O mundo virado do avesso

Na noite de hoje, que a tradição fez pretexto para reuniões familiares, há o desalento de quem costumava rumar às terras de origem para o convívio, à volta da mesa, na festa dos afetos e na ternura do encontro de várias gerações. O ágape desta noite era ansiado por todos, crentes de vários deuses e de nenhuns, ritual mais profano do que religioso, uma ansiada liturgia cuja repetição se desejava todos os anos. Era a festa da família.

Este ano, tudo mudou. A prudência aconselha preservar a saúde de quem estimamos e a defesa da nossa. Ficaram silenciosas as casas e mais crispados os rostos na sólita solidão a que nos vamos resignando.

Erguemos os braços e o espaço fica vazio; ensaiamos os beijos e faltam as faces que os acolhiam; esboçamos sorrisos e sentimos esgares com a ausência de destinatários.

* _Listagem de dados_:
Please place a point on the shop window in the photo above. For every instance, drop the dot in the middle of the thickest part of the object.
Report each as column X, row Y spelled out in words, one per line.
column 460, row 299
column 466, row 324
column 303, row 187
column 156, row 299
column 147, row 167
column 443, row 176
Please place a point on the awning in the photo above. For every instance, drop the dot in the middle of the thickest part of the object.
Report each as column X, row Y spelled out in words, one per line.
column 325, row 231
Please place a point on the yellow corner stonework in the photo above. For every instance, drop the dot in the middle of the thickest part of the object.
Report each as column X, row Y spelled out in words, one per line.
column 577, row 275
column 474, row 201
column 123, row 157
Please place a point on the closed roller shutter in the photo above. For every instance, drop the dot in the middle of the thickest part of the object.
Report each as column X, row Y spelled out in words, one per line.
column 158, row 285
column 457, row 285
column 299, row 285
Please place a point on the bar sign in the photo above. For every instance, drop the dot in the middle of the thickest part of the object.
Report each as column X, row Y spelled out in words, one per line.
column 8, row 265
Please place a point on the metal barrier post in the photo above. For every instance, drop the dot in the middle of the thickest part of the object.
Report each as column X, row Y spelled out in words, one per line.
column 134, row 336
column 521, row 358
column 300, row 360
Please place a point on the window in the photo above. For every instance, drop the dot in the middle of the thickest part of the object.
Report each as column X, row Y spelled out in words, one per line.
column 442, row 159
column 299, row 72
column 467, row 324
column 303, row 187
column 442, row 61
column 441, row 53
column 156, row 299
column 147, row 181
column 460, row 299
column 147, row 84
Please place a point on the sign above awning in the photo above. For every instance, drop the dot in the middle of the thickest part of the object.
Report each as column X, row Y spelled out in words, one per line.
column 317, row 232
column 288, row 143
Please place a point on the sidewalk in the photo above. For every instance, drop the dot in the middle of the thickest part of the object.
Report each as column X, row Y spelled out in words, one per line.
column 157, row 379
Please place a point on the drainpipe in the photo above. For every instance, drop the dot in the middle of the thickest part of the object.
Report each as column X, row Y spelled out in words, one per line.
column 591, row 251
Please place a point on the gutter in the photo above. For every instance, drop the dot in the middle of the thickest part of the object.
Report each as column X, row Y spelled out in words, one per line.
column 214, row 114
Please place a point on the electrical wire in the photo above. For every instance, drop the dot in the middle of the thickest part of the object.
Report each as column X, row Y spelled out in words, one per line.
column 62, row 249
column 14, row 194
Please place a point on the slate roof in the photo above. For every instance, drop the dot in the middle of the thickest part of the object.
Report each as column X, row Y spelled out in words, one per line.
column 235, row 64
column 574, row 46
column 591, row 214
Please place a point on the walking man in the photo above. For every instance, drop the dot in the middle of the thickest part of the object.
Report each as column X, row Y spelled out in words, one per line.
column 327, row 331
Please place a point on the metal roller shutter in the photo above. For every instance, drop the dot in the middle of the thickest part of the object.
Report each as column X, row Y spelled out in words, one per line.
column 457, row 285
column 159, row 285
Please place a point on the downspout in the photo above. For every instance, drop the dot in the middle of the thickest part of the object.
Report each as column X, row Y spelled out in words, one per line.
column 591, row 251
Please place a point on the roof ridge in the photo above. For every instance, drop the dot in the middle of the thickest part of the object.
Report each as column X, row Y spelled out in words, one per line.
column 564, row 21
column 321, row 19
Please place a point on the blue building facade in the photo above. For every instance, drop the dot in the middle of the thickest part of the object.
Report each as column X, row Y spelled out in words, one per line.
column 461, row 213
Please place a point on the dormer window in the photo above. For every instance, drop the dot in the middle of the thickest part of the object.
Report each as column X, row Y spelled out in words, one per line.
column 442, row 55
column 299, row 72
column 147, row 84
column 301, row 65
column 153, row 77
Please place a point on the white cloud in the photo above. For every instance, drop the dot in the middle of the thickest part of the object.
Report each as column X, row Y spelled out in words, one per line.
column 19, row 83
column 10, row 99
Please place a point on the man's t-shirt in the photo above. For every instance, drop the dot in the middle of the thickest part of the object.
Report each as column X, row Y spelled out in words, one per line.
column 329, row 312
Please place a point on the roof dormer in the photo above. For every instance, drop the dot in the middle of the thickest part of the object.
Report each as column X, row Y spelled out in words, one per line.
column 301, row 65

* _Conjunto de tarefas_:
a – Transcreva o trecho de «O mundo virado do avesso» que começa em "O mundo virado" e termina em "nos vamos resignando.".
b – Responda, com base em «O mundo virado do avesso», às seguintes perguntas:
(i) Por quem era ansiado o ágape desta noite?
(ii) O que aconselha a prudência este ano?
(iii) O que falta quando ensaiamos os beijos?
A listagem constitui material independente do texto.

* _As suas respostas_:
a –
O mundo virado do avesso

Na noite de hoje, que a tradição fez pretexto para reuniões familiares, há o desalento de quem costumava rumar às terras de origem para o convívio, à volta da mesa, na festa dos afetos e na ternura do encontro de várias gerações. O ágape desta noite era ansiado por todos, crentes de vários deuses e de nenhuns, ritual mais profano do que religioso, uma ansiada liturgia cuja repetição se desejava todos os anos. Era a festa da família.

Este ano, tudo mudou. A prudência aconselha preservar a saúde de quem estimamos e a defesa da nossa. Ficaram silenciosas as casas e mais crispados os rostos na sólita solidão a que nos vamos resignando.

b –
(i) Por todos, crentes de vários deuses e de nenhuns.
(ii) Preservar a saúde de quem estimamos e a defesa da nossa.
(iii) Faltam as faces que os acolhiam.